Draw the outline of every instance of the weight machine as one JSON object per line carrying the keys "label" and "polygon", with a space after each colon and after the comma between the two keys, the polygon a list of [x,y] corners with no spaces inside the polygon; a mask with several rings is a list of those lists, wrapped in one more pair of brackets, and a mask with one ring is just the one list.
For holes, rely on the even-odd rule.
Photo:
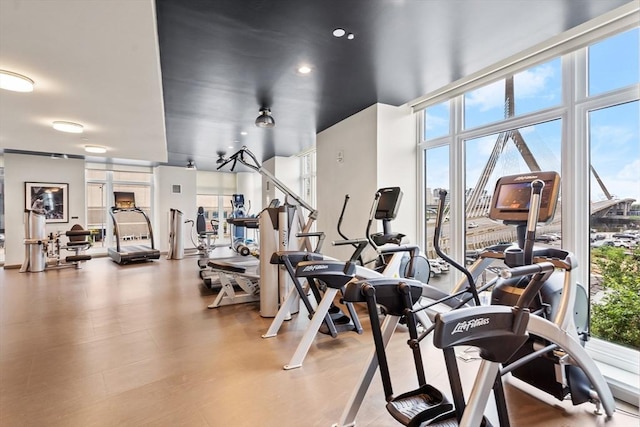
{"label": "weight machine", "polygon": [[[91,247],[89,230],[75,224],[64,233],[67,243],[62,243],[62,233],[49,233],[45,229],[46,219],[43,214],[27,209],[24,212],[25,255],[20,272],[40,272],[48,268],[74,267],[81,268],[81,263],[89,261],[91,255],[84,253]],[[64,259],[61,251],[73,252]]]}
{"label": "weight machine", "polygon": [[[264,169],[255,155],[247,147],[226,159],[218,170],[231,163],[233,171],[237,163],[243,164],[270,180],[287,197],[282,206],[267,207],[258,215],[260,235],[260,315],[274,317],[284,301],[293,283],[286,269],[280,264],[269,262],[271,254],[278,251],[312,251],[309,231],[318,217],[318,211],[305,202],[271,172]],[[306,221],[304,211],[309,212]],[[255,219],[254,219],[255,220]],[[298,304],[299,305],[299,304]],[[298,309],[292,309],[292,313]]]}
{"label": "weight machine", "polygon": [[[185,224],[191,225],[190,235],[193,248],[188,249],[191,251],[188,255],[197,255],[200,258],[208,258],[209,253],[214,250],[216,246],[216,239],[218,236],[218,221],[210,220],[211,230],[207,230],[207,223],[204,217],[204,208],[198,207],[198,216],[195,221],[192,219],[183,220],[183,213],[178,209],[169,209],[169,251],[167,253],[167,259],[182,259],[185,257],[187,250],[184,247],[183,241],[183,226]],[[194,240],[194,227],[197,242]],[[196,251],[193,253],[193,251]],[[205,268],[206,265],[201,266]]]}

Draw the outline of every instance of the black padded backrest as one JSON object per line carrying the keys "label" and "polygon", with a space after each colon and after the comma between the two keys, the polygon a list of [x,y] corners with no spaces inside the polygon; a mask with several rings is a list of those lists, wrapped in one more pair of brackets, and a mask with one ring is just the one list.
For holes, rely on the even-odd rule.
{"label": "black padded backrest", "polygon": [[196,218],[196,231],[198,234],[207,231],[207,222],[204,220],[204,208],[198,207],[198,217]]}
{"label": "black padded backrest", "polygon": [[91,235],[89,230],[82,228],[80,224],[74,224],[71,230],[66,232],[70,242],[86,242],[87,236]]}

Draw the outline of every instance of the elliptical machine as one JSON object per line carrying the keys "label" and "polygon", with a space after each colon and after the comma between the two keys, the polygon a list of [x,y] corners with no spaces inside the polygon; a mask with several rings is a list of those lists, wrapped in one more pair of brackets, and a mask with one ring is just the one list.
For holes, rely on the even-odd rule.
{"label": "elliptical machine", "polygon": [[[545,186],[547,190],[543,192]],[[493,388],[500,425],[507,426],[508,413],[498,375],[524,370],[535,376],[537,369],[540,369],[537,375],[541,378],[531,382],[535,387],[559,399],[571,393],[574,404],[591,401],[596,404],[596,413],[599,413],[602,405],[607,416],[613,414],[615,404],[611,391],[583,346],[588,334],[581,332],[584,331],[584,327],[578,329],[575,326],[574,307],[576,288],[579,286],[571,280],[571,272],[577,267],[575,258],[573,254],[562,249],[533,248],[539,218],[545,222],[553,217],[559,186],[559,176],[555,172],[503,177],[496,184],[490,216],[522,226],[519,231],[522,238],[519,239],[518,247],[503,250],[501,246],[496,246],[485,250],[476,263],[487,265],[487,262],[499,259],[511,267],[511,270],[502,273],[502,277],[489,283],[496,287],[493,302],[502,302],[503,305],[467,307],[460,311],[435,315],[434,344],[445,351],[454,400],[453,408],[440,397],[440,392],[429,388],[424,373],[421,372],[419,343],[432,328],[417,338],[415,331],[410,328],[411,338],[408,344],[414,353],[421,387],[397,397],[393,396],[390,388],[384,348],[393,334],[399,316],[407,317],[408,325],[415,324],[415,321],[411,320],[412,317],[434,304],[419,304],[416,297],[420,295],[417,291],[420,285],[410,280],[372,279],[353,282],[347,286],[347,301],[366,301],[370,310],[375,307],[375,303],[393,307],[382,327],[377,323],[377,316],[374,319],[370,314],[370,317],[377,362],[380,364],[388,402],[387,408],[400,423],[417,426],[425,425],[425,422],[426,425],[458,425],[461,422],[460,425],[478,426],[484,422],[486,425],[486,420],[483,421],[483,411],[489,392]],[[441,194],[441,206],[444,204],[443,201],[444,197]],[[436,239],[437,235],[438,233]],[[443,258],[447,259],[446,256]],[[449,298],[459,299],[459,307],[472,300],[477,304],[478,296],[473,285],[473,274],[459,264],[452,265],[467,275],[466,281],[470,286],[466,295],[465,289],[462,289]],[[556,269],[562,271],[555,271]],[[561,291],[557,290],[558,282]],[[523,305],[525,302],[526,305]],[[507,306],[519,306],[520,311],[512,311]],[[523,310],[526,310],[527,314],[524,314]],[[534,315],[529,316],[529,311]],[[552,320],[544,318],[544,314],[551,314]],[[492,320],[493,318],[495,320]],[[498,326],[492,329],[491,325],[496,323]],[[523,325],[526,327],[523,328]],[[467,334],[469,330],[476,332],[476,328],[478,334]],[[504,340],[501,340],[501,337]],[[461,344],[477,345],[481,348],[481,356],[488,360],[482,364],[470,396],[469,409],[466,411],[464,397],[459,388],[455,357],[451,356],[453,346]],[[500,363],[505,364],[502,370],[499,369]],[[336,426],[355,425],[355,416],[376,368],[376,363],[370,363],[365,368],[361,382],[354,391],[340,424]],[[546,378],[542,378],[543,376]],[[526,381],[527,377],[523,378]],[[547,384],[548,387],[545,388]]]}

- Description of the task -
Would you print exactly and only the lines of the material above that run from the line with "Draw the outline of every instance of the black" through the line with "Draw the outline of every instance of the elliptical", both included?

- Answer box -
Draw the outline of every instance of the black padded backrest as one JSON object per line carrying the keys "label" and "polygon", with a space after each colon and after the comma between the two keys, the polygon a list of [x,y] corners with no spaces inside the polygon; a mask with several rings is a list of those lists, wrapped in one more pair of brackets, and a mask with one ring is just the one list.
For holes, rely on the even-odd rule.
{"label": "black padded backrest", "polygon": [[196,218],[196,231],[198,234],[207,231],[207,222],[204,220],[204,208],[198,207],[198,217]]}
{"label": "black padded backrest", "polygon": [[91,235],[89,230],[82,228],[80,224],[74,224],[71,230],[66,232],[70,242],[86,242],[87,236]]}

Draw the outline of every instance of the elliptical machine as one JSON object per line carrying the keys "label" and "polygon", with a space after each colon and after the comma between the two keys, the polygon a list of [x,y] corners with no spaces inside the polygon; a mask with several rings is a list of those lists, wrapped in one more pair of brackets, and a mask with one ring is just the one list.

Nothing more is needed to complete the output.